→ Exercise aim
Output the lines from the one containing "q: blue sky" through the one containing "top-left (298, 1), bottom-right (450, 188)", both included, as a JSON list of strings with one string per line and no blank lines.

Region labeling records:
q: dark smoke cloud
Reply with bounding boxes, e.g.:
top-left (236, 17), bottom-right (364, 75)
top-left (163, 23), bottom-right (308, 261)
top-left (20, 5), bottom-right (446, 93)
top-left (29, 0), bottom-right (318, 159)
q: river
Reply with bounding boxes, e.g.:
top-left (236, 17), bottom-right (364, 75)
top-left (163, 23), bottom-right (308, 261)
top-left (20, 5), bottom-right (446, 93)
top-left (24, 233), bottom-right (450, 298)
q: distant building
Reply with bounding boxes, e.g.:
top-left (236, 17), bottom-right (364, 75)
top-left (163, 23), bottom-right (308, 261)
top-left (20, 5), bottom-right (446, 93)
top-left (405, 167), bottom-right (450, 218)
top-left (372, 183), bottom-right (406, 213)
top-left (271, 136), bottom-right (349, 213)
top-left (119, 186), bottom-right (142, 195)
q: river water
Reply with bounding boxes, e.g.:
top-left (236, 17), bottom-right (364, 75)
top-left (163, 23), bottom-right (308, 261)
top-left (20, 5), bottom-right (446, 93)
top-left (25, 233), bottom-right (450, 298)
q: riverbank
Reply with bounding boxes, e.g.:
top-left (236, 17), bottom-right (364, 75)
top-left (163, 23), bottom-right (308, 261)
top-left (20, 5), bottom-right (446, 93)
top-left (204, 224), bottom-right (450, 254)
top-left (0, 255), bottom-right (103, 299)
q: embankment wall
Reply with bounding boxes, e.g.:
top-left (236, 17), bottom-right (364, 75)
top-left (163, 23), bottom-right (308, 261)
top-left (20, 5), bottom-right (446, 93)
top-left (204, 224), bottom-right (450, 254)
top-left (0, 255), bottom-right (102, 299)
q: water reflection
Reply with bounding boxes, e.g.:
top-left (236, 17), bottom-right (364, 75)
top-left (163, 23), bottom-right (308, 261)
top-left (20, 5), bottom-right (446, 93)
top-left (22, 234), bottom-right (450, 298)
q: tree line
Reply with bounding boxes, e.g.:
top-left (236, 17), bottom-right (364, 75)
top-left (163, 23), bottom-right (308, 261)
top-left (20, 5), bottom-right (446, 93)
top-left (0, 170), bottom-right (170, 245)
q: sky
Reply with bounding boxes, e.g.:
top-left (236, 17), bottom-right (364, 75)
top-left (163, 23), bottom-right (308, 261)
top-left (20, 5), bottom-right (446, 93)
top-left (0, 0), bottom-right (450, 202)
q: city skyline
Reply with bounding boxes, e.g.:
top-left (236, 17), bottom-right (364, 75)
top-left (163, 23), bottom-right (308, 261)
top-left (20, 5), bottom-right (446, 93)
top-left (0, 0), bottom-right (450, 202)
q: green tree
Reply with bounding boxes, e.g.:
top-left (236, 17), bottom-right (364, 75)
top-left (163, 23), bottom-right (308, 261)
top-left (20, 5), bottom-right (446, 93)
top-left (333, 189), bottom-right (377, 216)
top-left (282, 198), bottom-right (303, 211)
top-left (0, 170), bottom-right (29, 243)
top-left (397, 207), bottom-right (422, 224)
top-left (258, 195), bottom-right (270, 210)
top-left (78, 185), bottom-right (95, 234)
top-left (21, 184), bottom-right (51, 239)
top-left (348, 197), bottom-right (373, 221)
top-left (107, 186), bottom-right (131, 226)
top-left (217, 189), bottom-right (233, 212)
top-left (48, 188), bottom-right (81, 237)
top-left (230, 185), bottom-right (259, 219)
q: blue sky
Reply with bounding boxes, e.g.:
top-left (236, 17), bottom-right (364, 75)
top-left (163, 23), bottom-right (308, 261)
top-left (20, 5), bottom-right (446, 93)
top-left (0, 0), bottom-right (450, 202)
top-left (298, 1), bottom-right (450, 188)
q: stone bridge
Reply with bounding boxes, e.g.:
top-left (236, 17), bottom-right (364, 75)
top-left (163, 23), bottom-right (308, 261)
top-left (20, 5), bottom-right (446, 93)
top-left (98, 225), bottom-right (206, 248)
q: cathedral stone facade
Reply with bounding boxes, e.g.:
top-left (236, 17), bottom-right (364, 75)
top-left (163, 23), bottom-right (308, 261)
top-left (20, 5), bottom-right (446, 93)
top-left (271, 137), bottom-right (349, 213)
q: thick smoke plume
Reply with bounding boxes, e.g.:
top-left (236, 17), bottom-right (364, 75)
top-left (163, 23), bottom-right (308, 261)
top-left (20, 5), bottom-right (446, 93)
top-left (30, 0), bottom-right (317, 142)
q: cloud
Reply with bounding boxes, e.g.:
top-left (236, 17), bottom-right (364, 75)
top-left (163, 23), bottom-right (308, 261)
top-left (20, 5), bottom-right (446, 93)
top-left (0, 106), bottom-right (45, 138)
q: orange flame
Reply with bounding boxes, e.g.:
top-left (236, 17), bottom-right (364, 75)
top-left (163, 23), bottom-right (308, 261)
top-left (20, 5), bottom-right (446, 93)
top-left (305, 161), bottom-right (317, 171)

* * *

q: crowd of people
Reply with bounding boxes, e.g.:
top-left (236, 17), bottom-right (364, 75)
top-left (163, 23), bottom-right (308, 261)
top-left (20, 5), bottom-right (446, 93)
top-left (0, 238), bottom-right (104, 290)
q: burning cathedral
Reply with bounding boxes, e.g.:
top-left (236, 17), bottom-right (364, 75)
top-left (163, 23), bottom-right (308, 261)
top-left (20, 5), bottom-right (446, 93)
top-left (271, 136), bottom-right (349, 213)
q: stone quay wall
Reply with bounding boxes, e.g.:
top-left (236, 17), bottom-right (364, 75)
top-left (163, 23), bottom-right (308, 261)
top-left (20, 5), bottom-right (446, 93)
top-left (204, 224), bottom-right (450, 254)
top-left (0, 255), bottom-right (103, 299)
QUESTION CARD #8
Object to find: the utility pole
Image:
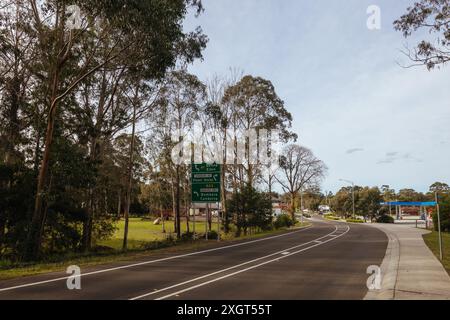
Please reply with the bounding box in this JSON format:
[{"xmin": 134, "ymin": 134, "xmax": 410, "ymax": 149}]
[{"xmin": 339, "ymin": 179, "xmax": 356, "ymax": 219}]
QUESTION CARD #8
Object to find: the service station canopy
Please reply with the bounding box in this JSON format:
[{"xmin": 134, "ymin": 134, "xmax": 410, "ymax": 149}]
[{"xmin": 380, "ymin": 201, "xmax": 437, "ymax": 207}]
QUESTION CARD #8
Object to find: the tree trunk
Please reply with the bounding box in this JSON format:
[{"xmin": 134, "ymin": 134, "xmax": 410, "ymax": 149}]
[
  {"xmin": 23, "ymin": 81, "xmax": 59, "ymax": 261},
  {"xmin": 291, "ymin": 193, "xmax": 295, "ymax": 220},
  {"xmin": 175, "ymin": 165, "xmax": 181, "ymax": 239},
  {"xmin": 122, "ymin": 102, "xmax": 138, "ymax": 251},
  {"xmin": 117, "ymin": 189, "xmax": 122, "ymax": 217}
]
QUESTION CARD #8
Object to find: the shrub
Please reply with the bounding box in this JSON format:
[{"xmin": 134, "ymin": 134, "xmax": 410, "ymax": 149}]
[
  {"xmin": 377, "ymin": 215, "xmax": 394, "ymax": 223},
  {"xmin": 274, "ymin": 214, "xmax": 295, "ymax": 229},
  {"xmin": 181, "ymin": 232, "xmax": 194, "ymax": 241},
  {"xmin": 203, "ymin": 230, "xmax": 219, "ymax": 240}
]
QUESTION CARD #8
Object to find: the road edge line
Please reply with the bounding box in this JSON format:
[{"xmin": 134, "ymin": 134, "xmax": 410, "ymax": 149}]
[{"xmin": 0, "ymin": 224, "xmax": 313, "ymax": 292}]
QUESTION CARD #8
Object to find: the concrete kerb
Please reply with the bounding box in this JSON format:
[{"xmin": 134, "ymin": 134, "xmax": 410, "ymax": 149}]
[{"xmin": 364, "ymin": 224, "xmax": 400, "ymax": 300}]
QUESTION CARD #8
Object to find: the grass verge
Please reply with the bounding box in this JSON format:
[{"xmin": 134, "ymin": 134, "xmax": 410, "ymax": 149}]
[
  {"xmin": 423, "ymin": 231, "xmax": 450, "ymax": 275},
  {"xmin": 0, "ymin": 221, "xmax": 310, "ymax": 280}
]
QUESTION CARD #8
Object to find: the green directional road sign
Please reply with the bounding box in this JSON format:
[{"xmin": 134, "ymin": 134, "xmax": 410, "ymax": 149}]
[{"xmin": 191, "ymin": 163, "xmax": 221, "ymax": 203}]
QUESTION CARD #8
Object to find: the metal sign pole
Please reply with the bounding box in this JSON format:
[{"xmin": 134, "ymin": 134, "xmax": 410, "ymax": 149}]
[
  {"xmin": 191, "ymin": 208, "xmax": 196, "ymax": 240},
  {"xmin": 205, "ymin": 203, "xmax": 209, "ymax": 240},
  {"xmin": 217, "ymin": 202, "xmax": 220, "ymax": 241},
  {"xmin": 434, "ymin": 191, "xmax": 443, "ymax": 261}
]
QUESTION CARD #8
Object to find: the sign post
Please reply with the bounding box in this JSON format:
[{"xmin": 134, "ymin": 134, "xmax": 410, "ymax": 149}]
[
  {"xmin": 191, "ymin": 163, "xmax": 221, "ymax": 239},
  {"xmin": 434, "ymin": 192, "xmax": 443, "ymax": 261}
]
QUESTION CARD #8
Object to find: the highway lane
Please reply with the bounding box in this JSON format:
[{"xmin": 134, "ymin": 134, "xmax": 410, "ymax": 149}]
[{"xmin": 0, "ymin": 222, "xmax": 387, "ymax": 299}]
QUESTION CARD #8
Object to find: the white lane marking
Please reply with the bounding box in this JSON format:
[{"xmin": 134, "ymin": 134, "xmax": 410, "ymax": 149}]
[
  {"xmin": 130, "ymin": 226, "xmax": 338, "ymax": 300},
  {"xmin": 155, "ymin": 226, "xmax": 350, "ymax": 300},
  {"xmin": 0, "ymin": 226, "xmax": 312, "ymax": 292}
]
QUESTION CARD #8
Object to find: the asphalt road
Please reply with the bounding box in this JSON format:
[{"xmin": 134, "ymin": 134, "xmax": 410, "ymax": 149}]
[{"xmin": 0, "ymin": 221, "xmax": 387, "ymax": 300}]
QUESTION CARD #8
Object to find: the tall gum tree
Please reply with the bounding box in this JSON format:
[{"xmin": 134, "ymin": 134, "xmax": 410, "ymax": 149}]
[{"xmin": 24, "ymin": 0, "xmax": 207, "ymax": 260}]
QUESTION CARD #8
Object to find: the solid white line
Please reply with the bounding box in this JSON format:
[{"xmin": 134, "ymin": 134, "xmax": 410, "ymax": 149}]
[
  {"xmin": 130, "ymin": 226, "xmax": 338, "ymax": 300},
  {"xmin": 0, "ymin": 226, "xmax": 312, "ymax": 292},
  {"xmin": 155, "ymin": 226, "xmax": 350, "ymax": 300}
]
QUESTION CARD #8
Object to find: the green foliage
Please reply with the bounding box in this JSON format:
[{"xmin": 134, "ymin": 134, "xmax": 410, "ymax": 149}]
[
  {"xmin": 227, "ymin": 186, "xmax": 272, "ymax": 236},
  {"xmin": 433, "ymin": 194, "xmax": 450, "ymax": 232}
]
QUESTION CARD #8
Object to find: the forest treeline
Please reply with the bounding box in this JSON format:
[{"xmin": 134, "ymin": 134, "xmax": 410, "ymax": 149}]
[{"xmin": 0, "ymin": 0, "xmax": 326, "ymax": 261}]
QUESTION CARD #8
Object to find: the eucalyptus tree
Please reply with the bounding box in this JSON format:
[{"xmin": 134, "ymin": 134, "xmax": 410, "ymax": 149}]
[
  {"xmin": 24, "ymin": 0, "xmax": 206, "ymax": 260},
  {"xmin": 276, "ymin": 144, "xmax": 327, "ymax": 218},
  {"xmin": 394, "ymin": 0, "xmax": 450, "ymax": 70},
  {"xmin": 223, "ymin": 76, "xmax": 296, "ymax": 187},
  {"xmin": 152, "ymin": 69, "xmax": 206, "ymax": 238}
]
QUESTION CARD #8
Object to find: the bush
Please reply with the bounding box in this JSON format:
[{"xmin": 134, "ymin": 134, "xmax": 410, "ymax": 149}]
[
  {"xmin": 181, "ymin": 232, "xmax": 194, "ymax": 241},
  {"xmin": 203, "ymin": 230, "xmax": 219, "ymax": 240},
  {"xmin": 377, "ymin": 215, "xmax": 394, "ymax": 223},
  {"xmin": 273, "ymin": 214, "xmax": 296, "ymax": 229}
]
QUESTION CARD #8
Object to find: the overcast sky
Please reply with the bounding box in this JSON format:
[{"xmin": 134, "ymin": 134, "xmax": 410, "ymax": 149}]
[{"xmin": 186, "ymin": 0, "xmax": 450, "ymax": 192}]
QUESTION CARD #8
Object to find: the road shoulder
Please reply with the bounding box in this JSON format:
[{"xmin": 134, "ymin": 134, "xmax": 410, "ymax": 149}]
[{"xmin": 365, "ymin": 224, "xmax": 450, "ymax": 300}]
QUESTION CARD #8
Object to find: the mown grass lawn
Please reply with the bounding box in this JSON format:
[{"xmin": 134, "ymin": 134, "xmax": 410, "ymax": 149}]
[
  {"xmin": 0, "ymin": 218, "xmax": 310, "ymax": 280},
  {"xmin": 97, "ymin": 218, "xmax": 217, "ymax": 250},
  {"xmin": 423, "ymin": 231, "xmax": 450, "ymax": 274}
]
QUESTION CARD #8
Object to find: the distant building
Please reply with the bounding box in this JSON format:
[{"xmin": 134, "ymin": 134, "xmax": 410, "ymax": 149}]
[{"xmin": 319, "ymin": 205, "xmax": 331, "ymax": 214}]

→ Solution to this task
[
  "q: blue sky",
  "Reply with bounding boxes, e.g.:",
  "top-left (236, 17), bottom-right (364, 75)",
  "top-left (163, 23), bottom-right (308, 261)",
  "top-left (20, 5), bottom-right (446, 93)",
  "top-left (0, 0), bottom-right (450, 202)",
  "top-left (298, 1), bottom-right (450, 188)"
]